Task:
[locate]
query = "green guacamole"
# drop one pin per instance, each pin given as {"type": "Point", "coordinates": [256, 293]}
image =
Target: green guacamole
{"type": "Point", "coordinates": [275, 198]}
━━━━━━━━━━━━━━━━━━━━━━━━━━━━━━
What you will do> Retype all the data, changing nothing.

The completed task>
Task:
[locate]
query = "green guacamole"
# drop one pin per instance, each pin given as {"type": "Point", "coordinates": [256, 293]}
image =
Target: green guacamole
{"type": "Point", "coordinates": [275, 198]}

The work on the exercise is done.